| Direction A |
Please return every line of the entries below that contains the word "metal".

| Provided text |
Nike - A Secondary Market Analysis

| About: Nike Inc. (NKE)


Jordan brand has fallen from the resell market and it is hurting Nike.

Nike is still the top apparel brand after all.

Valuation model shows a fair value of $47.


Nike's (NKE) recently released their results for Q1 of 2017. Revenue growth is flat and footwear sales from the North America region dropped by 3% during the quarter. There is an overall weakness coming from the US retail industry and declining growth in the footwear market. In this article, we will first discuss how the footwear market has changed and affected Nike. Then we will discuss the brand value of Nike and we will conclude with a DCF valuation of Nike.

The footwear market has been growing tremendously over the past few years. Nike's revenue from the footwear segment has been growing at a year-over-year rate of nearly 10%. Some of the key drivers are the demand from millennial and the strategic business approach of limited supply by companies such as Nike (Jordan Brand) and Adidas.

(Source: Statista)

Footwear has always been a huge part of Nike, over 60% of the revenue generated from the North American region comes from footwear. As reported by the market tracking company NPD Group, in the first eight months of 2017, Nike continued to dominate the footwear market in North America with 37% market share, down from 39% last year over the same eight months. While Adidas (OTCQX:ADDYY) (OTCQX:ADDDF) takes the second spot from Jordan brand, controlling 11.3% of the market, up from 6.6%. Jordan brand controls 9.5%, up from 9.4%. Despite the fact that Jordan brand is part of Nike, it is considered separately in this report.

| Entries provided |
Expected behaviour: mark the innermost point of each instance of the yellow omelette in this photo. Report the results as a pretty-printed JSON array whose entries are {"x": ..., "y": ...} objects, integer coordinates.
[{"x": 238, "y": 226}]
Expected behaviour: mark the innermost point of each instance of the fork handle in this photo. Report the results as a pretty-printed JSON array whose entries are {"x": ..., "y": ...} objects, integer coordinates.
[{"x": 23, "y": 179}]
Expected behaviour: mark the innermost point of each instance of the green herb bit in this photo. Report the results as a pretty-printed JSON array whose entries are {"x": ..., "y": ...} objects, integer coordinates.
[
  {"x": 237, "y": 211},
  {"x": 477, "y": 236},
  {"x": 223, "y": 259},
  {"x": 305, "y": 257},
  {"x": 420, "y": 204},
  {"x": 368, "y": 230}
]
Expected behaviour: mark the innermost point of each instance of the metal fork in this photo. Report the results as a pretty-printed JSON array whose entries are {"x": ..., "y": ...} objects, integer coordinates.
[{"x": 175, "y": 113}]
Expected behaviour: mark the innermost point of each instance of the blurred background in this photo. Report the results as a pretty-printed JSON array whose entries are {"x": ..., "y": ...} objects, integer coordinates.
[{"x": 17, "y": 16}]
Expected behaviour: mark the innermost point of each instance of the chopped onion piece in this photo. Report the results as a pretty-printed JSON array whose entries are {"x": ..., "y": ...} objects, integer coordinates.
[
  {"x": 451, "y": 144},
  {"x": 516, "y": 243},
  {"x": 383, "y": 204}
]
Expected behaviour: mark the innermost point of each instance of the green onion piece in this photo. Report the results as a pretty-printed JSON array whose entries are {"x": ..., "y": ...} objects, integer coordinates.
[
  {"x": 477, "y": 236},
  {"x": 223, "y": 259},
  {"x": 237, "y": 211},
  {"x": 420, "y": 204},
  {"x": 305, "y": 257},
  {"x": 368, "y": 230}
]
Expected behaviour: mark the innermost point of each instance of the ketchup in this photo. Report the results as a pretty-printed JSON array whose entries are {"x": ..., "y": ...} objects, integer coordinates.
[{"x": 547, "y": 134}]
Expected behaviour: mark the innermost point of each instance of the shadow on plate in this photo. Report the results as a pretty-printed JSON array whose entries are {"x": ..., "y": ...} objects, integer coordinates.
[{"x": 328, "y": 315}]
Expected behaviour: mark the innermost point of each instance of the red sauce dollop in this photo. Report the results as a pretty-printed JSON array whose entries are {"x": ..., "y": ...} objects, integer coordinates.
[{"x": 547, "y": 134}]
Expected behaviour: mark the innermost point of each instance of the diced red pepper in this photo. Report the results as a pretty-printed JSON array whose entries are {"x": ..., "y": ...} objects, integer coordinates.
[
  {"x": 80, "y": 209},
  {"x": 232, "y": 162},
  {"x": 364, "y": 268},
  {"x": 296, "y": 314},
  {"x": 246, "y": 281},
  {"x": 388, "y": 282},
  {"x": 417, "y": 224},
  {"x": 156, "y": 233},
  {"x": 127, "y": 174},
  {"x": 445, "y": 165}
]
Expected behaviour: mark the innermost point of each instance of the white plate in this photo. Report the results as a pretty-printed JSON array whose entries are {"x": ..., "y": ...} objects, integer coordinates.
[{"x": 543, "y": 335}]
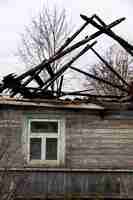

| Direction B |
Edit the stretch of the Nike analysis from "Jordan brand has" through "valuation of Nike.", changing each "footwear market" to "sneaker market".

| Written solution A |
Expected behaviour: mark the innermost point of each instance of the metal fork in this photo. Report the results as a pretty-printed JSON array whose entries are {"x": ..., "y": ...} objects, integer coordinates.

| Written solution B |
Jordan brand has fallen from the resell market and it is hurting Nike.

Nike is still the top apparel brand after all.

Valuation model shows a fair value of $47.


Nike's (NKE) recently released their results for Q1 of 2017. Revenue growth is flat and footwear sales from the North America region dropped by 3% during the quarter. There is an overall weakness coming from the US retail industry and declining growth in the sneaker market. In this article, we will first discuss how the sneaker market has changed and affected Nike. Then we will discuss the brand value of Nike and we will conclude with a DCF valuation of Nike.